• **Problem**:
What follows is a set of records; copy all of it exactly.

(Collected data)
---

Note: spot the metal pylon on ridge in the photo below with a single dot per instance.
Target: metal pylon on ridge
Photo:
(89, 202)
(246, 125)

---

• **Result of the task**:
Note: spot the metal pylon on ridge in the photo below with a single dot per instance.
Target: metal pylon on ridge
Photo:
(89, 202)
(246, 125)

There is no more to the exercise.